** BEGIN TEXT PROVIDED **
The Vine: April 22, 2003

Submitted by on April 22, 2003 – 6:00 PMNo Comment

Dear Sars,

Here’s kind of a twist on the classic love triangle story…

A year ago, I’ve met a wonderful man. He’s bitingly clever, possibly the funniest person I’ve ever met, and he entertains me greatly. We get all of each other’s jokes, down to the most obscure pop culture references. We like the same things, we watch the same shows, we often finish each other’s sentences. There is definite chemistry there.

But it’s not a romantic or sexual chemistry. I love him, please pardon the cliché, like a brother. There is light-hearted flirting, but it would never lead to anything more, and that’s well understood on both sides.

The third side, though, is a problem. My husband, at first very understanding about the budding friendship, is starting to worry. He’s asked me point-blank if I was being unfaithful. I explained it to him like I explained it to you, and he says he understands, but deep down I know he still suspects I’m cheating.

I fully understand where he’s coming from. If the situation was reversed, he’d have some explaining to do. I feel like the right thing to do would be to cut contact with my friend, but I really don’t want to do that. I love both men almost equally, in very different ways, and I don’t want to have to choose between friend and soulmate.

I have been careful about when and how we hang out. We’re always chaperoned, we never really go anywhere alone, and he doesn’t come over when my husband is absent. I’m doing all I can to prove that the friendship is strictly platonic. How can I make my husband see there’s nothing to worry about? How much protesting is too much?

(alleged) faithless hussy

Dear Hussy,

I love the word “hussy.” But enough about me.

You can’t really “make” your husband “see” anything — there isn’t anything to see in the first place. You can’t prove a negative. Your husband can choose to trust you and believe what you told him, or he can choose not to, but you yourself can only do so much to affect that choice.

And with that said, you do protest a little too much. You go to some lengths to make sure the whole thing looks innocent, and it’s probably out of a perfectly genuine solicitousness towards your husband’s feelings rather than from any buried romantic feelings for your guy friend. But a suspicious mind might interpret those lengths as suggesting some guilt. In other words, if he’s really just a friend, why do you feel compelled to keep restating that fact?
** END TEXT PROVIDED **
** BEGIN DATA PROVIDED **
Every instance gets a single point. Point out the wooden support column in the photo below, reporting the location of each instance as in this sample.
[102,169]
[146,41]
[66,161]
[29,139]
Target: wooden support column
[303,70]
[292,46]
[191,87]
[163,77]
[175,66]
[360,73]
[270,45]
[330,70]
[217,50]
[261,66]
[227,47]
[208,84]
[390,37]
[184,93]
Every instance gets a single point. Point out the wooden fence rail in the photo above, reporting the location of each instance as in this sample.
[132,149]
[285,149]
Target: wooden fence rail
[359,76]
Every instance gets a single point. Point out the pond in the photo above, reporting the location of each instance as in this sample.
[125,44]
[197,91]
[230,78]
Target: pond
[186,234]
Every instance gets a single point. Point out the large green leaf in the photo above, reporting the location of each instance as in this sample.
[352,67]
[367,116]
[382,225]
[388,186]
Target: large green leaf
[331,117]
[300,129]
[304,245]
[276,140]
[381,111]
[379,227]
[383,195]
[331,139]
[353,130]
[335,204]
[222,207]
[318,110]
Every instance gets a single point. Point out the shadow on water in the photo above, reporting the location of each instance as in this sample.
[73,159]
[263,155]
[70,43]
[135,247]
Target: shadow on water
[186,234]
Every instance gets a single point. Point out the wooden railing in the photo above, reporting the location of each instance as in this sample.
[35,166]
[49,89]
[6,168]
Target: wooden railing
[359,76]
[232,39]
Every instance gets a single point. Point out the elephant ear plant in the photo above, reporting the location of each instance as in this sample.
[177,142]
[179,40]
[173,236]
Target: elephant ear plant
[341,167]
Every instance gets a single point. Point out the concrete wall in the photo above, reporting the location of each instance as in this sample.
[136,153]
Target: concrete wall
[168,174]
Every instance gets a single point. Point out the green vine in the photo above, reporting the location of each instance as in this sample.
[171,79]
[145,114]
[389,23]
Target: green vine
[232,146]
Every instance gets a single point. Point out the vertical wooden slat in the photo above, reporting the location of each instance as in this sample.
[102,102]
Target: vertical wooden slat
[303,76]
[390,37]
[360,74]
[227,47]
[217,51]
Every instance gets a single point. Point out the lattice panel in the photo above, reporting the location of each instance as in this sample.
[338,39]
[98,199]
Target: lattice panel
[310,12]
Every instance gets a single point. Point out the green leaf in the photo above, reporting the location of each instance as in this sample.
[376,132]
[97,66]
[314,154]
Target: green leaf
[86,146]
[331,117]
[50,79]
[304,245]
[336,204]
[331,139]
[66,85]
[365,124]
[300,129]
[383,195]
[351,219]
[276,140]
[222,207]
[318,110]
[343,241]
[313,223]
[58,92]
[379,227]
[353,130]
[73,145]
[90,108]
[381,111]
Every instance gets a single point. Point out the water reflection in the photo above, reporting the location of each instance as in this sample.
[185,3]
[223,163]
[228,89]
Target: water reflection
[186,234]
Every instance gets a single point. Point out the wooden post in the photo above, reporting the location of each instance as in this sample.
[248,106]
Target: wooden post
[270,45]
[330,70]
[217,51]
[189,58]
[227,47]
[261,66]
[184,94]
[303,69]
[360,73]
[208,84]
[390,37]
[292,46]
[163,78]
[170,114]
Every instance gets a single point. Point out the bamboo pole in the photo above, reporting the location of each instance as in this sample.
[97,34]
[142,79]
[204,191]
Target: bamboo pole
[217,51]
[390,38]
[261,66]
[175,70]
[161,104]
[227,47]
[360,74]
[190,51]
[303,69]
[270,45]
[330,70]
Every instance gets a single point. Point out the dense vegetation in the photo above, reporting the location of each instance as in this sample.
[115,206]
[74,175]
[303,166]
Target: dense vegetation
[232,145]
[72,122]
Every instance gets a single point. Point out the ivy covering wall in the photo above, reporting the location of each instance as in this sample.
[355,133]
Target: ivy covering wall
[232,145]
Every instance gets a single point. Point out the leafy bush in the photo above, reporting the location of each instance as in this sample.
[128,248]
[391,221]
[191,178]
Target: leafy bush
** END DATA PROVIDED **
WHAT IS ASKED:
a - In the advice column, what did the letter writer's husband ask her point-blank?
b - Pick up the advice column after its final sentence and continue it.
The listing is separate material, unrelated to the advice column.

RESPONSES FOR EACH TASK:
a - He asked whether she was being unfaithful.

b -
If it’s not a big deal, don’t turn it into one every time you want to hang out with the guy; it’s just aggravating the situation.

Dear Sars,

I just heard about your website tonight and I thought that it would be
a good idea to ask for some objective advice.

I am totally crazy about this guy. We began emailing one another in
January, and it was evident that we were both interested in each other.
Everything was amicable, but every time we would make plans, he would
cancel due to his busy work schedule, or so he said. (Side note: he is an
instructor where I go to school. I am a professional in my late twenties,
so it isn’t one of those sick situations.)

To make a long story short, we ended up making out heavily in his
office after hours a couple of times. I definitely thought that
things were going to transpire between us, but he ended up canceling
again. I finally confronted him, and he said that he was very interested
in me, and had been debating whether to see me, but he had just
gotten over a serious relationship and didn’t want to get involved
right now, and that he needed time to think. I expressed my interest in
being friends, and he seemed totally cool with that.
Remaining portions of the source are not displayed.